### Written problem
Format every line of the items below as a numbered list, skipping blank lines and leaving out the pictures.

### Dataset records
========================

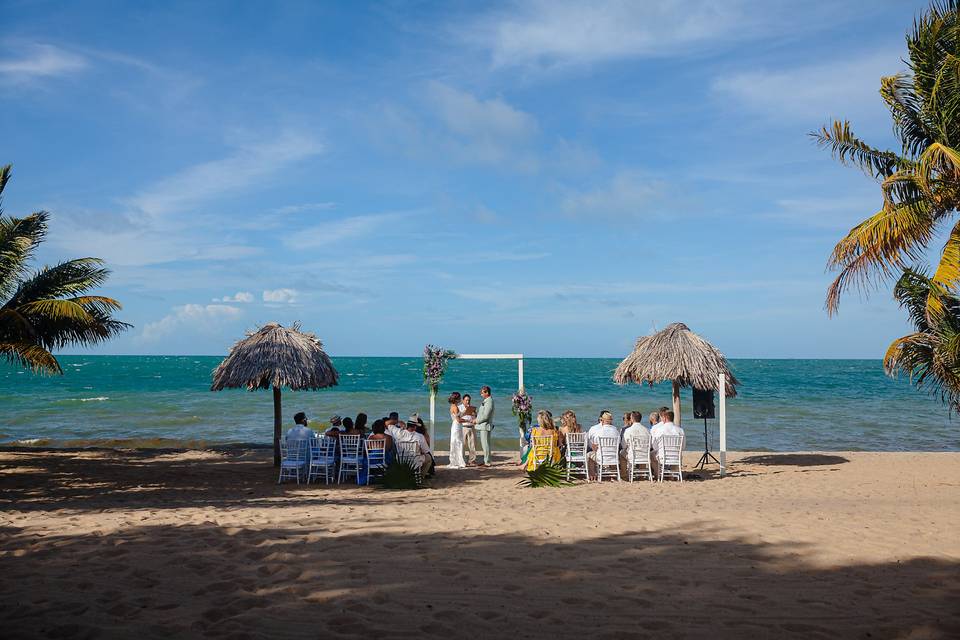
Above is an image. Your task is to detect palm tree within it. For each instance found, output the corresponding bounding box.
[0,165,130,373]
[811,0,960,320]
[883,269,960,411]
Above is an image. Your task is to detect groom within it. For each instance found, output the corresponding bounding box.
[474,385,493,467]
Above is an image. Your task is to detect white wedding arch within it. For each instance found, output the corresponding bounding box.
[430,353,523,443]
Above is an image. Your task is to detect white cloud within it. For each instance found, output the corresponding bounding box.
[427,82,538,140]
[52,130,323,266]
[126,130,323,216]
[263,289,299,304]
[140,304,240,342]
[560,171,675,217]
[284,213,413,248]
[375,82,540,172]
[712,51,904,127]
[213,291,253,302]
[0,44,88,81]
[472,0,760,66]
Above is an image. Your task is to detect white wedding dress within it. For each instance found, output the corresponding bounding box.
[449,414,467,469]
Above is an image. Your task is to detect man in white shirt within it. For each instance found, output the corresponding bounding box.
[620,411,650,465]
[384,411,404,442]
[587,411,620,477]
[650,409,683,474]
[395,421,433,475]
[287,411,313,458]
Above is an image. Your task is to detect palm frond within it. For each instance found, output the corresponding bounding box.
[810,120,910,179]
[517,460,573,489]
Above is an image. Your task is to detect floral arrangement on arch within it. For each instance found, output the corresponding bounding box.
[423,344,457,393]
[513,389,533,434]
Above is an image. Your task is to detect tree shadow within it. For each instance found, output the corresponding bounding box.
[737,453,850,467]
[0,446,519,511]
[0,516,960,639]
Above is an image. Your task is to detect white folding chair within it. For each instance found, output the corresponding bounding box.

========================

### Solution for this task
1. Above is an image. Your task is to detect palm tree within it. For each instance found, output the corresponding bounding box.
2. [0,165,130,373]
3. [811,0,960,320]
4. [883,269,960,411]
5. Above is an image. Your task is to detect groom within it. For each instance found, output the corresponding bounding box.
6. [474,385,493,467]
7. Above is an image. Your task is to detect white wedding arch within it. For each instance found, output the corresponding bounding box.
8. [430,353,523,443]
9. Above is an image. Your task is to detect white cloud within it. For each instance found, output the corresponding bounding box.
10. [427,82,538,140]
11. [52,130,323,266]
12. [126,130,323,216]
13. [263,289,299,304]
14. [140,304,240,342]
15. [560,171,675,217]
16. [284,213,413,248]
17. [375,82,540,172]
18. [712,51,904,127]
19. [213,291,253,302]
20. [0,44,88,81]
21. [472,0,760,66]
22. Above is an image. Your task is to detect white wedding dress within it. For each instance found, output the corresponding bounding box.
23. [449,414,467,469]
24. Above is an image. Your task is to detect man in white shirt within it. For each instance found, output the corresponding bounding box.
25. [620,411,650,465]
26. [384,411,404,442]
27. [587,411,620,477]
28. [650,409,683,474]
29. [395,421,433,475]
30. [287,411,313,458]
31. Above is an image. Your task is to detect palm frond within it. For each instance found, output the corresponding bounding box.
32. [810,120,910,179]
33. [517,460,573,489]
34. Above is an image. Your task is to detect floral arrangement on arch within it. For each instance found, output the corresponding bounding box.
35. [423,344,457,393]
36. [513,389,533,434]
37. Above is an image. Your task is to detect tree shadow within it. For each instance found, output the corresponding bounding box.
38. [737,453,850,467]
39. [0,446,519,511]
40. [0,516,960,639]
41. Above is an image. Your task is to detect white folding chair within it. For each instance found, output the corresponding bounding box.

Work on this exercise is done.